» WHAT IS REQUIRED: Restate the full listing word for word and leave the pictures out.

» RAW DATA:
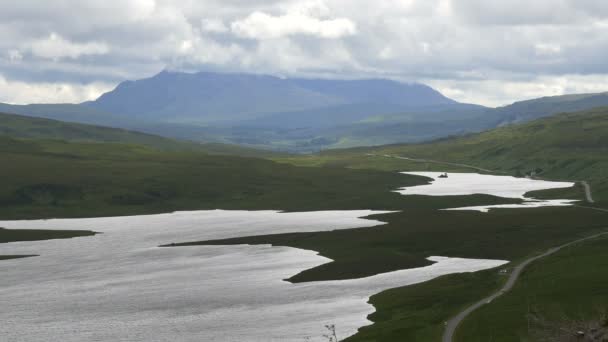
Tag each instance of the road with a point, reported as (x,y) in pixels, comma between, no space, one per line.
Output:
(437,162)
(453,323)
(587,188)
(585,184)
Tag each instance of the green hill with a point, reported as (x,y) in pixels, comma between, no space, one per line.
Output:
(569,146)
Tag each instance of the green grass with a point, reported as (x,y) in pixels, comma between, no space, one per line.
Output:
(414,234)
(41,179)
(569,285)
(570,146)
(418,312)
(13,235)
(50,178)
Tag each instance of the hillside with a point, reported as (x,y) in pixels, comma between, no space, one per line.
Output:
(571,146)
(51,178)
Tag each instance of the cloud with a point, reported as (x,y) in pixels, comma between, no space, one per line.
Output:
(16,92)
(499,92)
(311,18)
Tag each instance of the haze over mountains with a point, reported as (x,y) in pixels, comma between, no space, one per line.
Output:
(294,114)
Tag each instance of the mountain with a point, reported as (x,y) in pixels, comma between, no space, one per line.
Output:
(39,129)
(523,111)
(206,97)
(294,114)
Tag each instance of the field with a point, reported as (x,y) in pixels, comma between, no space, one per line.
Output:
(572,146)
(13,235)
(555,298)
(51,178)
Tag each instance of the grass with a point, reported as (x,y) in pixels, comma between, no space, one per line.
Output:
(14,235)
(412,235)
(567,286)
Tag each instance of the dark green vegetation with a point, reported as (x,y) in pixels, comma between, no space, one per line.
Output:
(7,257)
(295,114)
(418,232)
(13,235)
(571,146)
(552,293)
(418,312)
(26,127)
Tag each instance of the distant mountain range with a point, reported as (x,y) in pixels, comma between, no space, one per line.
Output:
(294,114)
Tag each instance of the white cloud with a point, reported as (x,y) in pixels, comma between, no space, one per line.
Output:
(309,18)
(18,92)
(55,47)
(499,92)
(486,51)
(213,25)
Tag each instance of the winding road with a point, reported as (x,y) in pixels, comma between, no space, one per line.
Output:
(437,162)
(453,323)
(587,188)
(585,184)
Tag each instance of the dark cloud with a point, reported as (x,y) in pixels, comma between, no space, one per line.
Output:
(467,48)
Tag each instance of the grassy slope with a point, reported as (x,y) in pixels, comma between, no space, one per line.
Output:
(13,235)
(417,233)
(54,178)
(570,146)
(570,285)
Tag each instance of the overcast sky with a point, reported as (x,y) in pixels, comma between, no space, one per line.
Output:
(490,52)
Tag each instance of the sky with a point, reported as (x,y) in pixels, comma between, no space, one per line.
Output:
(490,52)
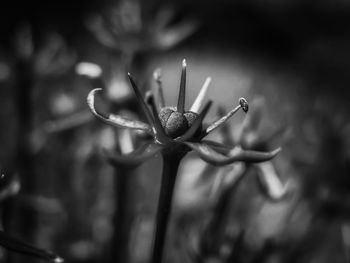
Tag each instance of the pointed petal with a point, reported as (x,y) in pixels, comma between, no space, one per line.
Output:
(196,124)
(236,155)
(142,103)
(116,120)
(23,248)
(135,158)
(270,181)
(182,92)
(160,94)
(223,119)
(201,95)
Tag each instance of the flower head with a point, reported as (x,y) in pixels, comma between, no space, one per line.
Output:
(175,129)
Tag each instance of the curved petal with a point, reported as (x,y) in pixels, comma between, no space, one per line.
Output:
(20,247)
(218,147)
(270,181)
(211,156)
(182,91)
(114,119)
(135,158)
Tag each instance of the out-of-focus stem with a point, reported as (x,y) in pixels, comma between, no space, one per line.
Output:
(171,163)
(124,213)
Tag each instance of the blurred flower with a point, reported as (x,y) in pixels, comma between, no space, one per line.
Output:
(127,27)
(173,128)
(50,59)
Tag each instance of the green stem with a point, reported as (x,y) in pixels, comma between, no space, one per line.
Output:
(171,163)
(123,217)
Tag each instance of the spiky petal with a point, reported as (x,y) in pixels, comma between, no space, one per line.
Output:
(136,157)
(201,95)
(142,103)
(182,92)
(160,95)
(196,124)
(20,247)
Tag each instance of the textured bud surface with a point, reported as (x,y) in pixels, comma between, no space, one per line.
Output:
(175,123)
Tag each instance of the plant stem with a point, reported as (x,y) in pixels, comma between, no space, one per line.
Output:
(171,163)
(124,214)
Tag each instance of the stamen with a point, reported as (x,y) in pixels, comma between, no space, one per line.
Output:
(182,92)
(142,102)
(243,104)
(201,95)
(160,95)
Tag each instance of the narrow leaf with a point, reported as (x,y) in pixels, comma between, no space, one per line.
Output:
(160,94)
(135,158)
(116,120)
(201,96)
(23,248)
(142,103)
(237,155)
(160,133)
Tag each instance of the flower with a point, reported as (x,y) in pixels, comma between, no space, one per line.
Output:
(175,130)
(131,28)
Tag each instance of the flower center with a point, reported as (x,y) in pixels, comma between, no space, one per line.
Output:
(175,123)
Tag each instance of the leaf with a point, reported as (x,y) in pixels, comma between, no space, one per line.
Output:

» THE ANSWER:
Tag each instance of the road with a point, reported as (x,y) in pixels, comma between, no space, one per line.
Output:
(437,162)
(453,323)
(587,188)
(585,184)
Tag each instance of the green hill with a point, reported as (x,y) in pixels, comma between, no space, one per line.
Output:
(569,146)
Tag each instance of the green grass with a point, reported as (x,y) in pixels, comma between, no space, one per line.
Output:
(414,234)
(41,179)
(569,285)
(570,146)
(418,312)
(13,235)
(50,178)
Tag each instance of the hillside with a point, reported as (x,y) in pixels, comma between, no space, one per line.
Output:
(571,146)
(51,178)
Tag each instance of the cloud with a point, reported as (x,y) in pixels, comma between, no space, one per line.
Output:
(16,92)
(499,92)
(311,18)
Tag each instance of the haze over mountains with a point, reported as (x,y) in pixels, comma between, no space, one per line.
Output:
(294,114)
Tag each instance of the mountain with a point, reported as (x,y) in pixels, comma between, no space, one per line.
Output:
(39,129)
(523,111)
(206,97)
(294,114)
Tag each instance of the field with a point, reported as (x,y) in pixels, comma between, no space, one per line.
Output:
(572,146)
(13,235)
(555,298)
(51,178)
Tag each instance of the grass with a point, reported as (x,y) in pixels, comma between, no space, one per line.
Output:
(14,235)
(412,235)
(567,286)
Tag each instance of the dark green vegetation with a point, reported as (x,y) in pixels, comma between, no space, one per line.
Output:
(7,257)
(295,114)
(418,232)
(13,235)
(571,146)
(552,293)
(418,312)
(26,127)
Tag each instance of the distant mountain range with a point, reported as (x,y) in pixels, comma between, no space, one per line.
Output:
(294,114)
Tag each instance of the white cloud with a point, reported as (x,y) in pixels, comma between, no space, one per line.
Output:
(309,18)
(18,92)
(55,47)
(499,92)
(486,51)
(213,25)
Tag each instance of the winding road with a point, reported as (x,y) in pixels, comma between, no space, one per line.
Output:
(437,162)
(453,323)
(587,188)
(585,184)
Tag each instance of the dark cloud with a point, reported as (x,y) in pixels, comma between, no space, one per line.
Output:
(467,48)
Tag each instance of the grassy slope with a point, reported as (x,y) in pixels, comma between, no space, one per line.
Output:
(13,235)
(417,233)
(54,178)
(570,146)
(570,285)
Tag each instance of the overcast sky with a point, reported as (x,y) in pixels, comma between, no space, one per line.
Output:
(490,52)
Tag each instance of the sky with a point, reported as (x,y) in pixels, comma between, no space, one per line.
Output:
(490,52)
Tag each instance of the pointed petal with a point, reported as (x,y) in pixels, comma between, no space, one per line.
Output:
(196,124)
(236,155)
(142,103)
(116,120)
(23,248)
(135,158)
(270,181)
(182,92)
(160,94)
(223,119)
(201,95)
Tag each instance of the flower head with a point, reported as (x,y) in pixels, comma between, no space, one per line.
Output:
(175,129)
Tag each instance of the curved petal with a point, reported as (x,y) in pixels, comma between, no space, one per line.
Output:
(20,247)
(218,147)
(270,181)
(211,156)
(182,91)
(114,119)
(135,158)
Tag each instance of the out-of-focus stem with a point, reported as (x,y) in pixels, comma between, no space, one per line.
Output:
(171,163)
(124,213)
Tag each instance of the blurred flower with a point, reported as (x,y) in pixels, comma between, no space, one per line.
Output:
(127,27)
(173,128)
(50,59)
Tag each instance of the green stem with a point, reported as (x,y) in pixels, comma between, no space, one per line.
Output:
(171,163)
(123,217)
Tag each instance of the spiky petal with a point, reported as (x,y) in pixels, comma between, no space, one per line.
Output:
(136,157)
(201,95)
(142,103)
(182,92)
(160,95)
(196,124)
(20,247)
Tag each instance of the textured bud surface with a point, reported as (x,y) in pixels, comma between, no space, one per line.
Output:
(175,123)
Tag each instance of the plant stem with a point, reported as (x,y) in pixels, comma between, no space, one per line.
Output:
(171,163)
(124,214)
Tag each instance of the stamen with a point, reported as (x,y) in pixels, comma between, no space, one per line.
Output:
(182,92)
(142,102)
(243,104)
(201,95)
(160,95)
Tag each instance of the narrow leaf with a point, reported as (x,y) in pixels, comma between, no space, one per line.
Output:
(160,94)
(135,158)
(116,120)
(201,96)
(23,248)
(142,103)
(237,155)
(160,133)
Tag each instance of the flower with a point, reported as (x,y) in pixels, comma between, no space, one per line.
Output:
(175,130)
(131,28)
Tag each instance of the flower center with a point, reported as (x,y) in pixels, comma between, no space, one per line.
Output:
(175,123)
Tag each instance of the leaf with a point, reported as (x,y) in pixels, comma between, no space, one per line.
Output:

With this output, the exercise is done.